== Text ==
--------------------------------------------------
Do I need to be fasting? Will I have to drink that awful stuff?
- If you are having a Cholangiogram (MRCP – Magnetic Resonance Cholangiopancreatography), you will have to fast for four hours prior to your exam.
- If you are having an MR-enterography exam, you will be required to drink oral contrast.
What should I wear?
- Gowns will be provided for your exam.
- You will be asked to remove ALL body piercings, jewelry, watches, eyeglasses, hairpins, wallets, and other metallic objects prior to your exam.
I am claustrophobic; will I be able to have a scan?
- Many scanners have short bore technology which makes for a more comfortable scanning experience.
- “Short bore” means that the length of the tube you’re in during your scan is shorter than usual. Unless you are having a scan of your head or neck, you may be able to see outside of the magnet.
- Discuss your claustrophobia with your physician. If sedation is prescribed by your doctor, bring it with you on the day of your exam. Inform the front desk staff upon arrival that you need to take prescribed medication for your exam.
Do I need to have my creatinine level performed before my exam?
- If your doctor has ordered an MRI with contrast (Gadolinium) and you have a history of diabetes, kidney (renal) issues, or hypertension, you’ll have to have your creatinine level obtained prior to your MRI.
- The blood test must be acquired within 6 weeks of your exam. The blood work must be performed within one week of the exam for all patients who have had or will be having a liver transplant.
What if I might be pregnant?
Please indicate any possibility of pregnancy to your physician and the scheduling office when you book the appointment. Inform the MRI technologist as well when you arrive at the department.
During my MRI
- After you have removed all metal objects, an MRI Technologist will position you on the table of the scanner.
- Your head will be placed in a padded plastic cradle or on a pillow, and the table will slide into the scanner.
- An intercom system will allow you and the technologist to be able to communicate with one another at all times.
- In order to obtain clear pictures, you will be asked to hold very still and relax. In some cases, you will be asked to hold your breath for up to 20 seconds.
- Any movement, especially of your head or back (even moving your jaw to talk) during the scan will blur and degrade the pictures. While the machine is taking your pictures, you will hear rapid, loud thumping noises coming from the scanner.
- During this time, you should breathe quietly and normally and refrain from any movement, coughing or wiggling. When the thumping noise stops, you must be still and maintain your position in the scanner. This noise comes from the gradient that allows the magnet to produce images.
- There will be multiple series of image acquisition, each with its own particular noises. The entire exam ordinarily takes between 30 and 60 minutes depending on exam type.
After your MRI
In most cases you will be able to leave at this point and resume regular diet and activities. There are occasional procedures, which will require that you stay and be monitored afterward. If you brought prior studies for comparison, these will be waiting for you at the front desk.
How will I know the results of my MRI?
After your MRI a subspecialized radiologist will read the images and dictate a report that will be sent immediately to your referring physician, who will contact you with the results.
--------------------------------------------------
== Given data ==
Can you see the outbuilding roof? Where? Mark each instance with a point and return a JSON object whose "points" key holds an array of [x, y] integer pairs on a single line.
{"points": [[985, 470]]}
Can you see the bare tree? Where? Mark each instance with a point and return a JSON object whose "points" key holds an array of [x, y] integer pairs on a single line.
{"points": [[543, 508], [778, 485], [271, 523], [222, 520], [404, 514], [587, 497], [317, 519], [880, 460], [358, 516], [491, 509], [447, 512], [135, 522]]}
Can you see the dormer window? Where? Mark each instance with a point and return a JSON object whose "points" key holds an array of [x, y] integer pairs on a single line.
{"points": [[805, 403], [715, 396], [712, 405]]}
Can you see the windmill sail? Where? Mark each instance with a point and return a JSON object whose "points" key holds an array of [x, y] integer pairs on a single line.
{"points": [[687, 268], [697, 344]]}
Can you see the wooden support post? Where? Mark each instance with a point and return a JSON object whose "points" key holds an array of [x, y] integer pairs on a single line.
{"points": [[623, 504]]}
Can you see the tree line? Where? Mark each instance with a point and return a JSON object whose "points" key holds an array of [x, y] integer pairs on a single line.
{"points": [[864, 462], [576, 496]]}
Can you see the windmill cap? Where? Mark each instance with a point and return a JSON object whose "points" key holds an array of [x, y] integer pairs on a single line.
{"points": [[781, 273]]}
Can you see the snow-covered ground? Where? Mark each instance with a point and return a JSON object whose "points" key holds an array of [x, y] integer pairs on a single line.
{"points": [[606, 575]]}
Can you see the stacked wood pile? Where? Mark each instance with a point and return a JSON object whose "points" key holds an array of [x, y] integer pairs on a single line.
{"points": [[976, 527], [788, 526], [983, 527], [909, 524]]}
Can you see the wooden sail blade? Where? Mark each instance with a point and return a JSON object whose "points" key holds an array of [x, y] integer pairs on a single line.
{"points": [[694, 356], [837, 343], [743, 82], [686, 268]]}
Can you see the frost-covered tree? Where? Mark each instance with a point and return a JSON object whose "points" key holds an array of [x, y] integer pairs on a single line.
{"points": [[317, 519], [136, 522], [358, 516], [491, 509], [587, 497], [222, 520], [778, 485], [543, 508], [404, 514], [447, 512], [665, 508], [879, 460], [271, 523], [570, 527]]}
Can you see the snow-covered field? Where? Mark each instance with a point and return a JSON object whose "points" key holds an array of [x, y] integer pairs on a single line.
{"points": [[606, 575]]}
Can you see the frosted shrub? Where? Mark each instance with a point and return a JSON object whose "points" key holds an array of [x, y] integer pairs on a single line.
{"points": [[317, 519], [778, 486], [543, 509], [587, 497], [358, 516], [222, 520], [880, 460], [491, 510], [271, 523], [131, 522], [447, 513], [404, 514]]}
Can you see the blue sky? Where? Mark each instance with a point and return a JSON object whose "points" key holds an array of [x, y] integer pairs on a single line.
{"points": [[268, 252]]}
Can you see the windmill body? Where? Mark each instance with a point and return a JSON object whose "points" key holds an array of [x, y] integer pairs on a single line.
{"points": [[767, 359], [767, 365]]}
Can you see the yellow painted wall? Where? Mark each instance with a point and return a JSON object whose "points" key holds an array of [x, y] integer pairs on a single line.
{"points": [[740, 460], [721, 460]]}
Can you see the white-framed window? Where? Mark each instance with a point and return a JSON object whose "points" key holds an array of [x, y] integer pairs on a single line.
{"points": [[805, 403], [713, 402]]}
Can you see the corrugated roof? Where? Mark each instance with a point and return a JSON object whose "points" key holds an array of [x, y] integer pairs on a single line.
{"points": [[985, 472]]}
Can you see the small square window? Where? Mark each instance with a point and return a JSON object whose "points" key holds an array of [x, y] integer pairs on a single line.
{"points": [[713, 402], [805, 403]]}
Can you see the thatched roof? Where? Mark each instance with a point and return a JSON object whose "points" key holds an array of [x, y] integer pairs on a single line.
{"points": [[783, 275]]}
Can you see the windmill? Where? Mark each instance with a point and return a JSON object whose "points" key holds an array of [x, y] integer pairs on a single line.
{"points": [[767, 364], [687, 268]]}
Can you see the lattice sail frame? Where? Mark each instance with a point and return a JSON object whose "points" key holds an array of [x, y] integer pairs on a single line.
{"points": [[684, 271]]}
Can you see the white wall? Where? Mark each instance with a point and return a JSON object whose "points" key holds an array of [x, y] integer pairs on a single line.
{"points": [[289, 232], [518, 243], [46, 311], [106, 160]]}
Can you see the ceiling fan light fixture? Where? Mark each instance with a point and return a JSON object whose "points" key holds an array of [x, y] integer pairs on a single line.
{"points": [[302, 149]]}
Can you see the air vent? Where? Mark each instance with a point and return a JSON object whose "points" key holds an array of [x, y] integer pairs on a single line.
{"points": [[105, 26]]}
--------------------------------------------------
== What you have to do ==
Summarize the MRI patient information in two sentences.

== Solution for this exercise ==
Before an MRI, patients may need to fast for four hours (for an MRCP), drink oral contrast (for an MR-enterography), remove all metal objects, discuss claustrophobia or possible pregnancy with their physician, and, in some cases involving contrast, have their creatinine level tested beforehand. During the 30- to 60-minute exam, patients lie still on the scanner table while it makes loud thumping noises and can talk with the technologist over an intercom; afterward, most can resume normal activities, and a radiologist sends a report to the referring physician, who contacts them with the results.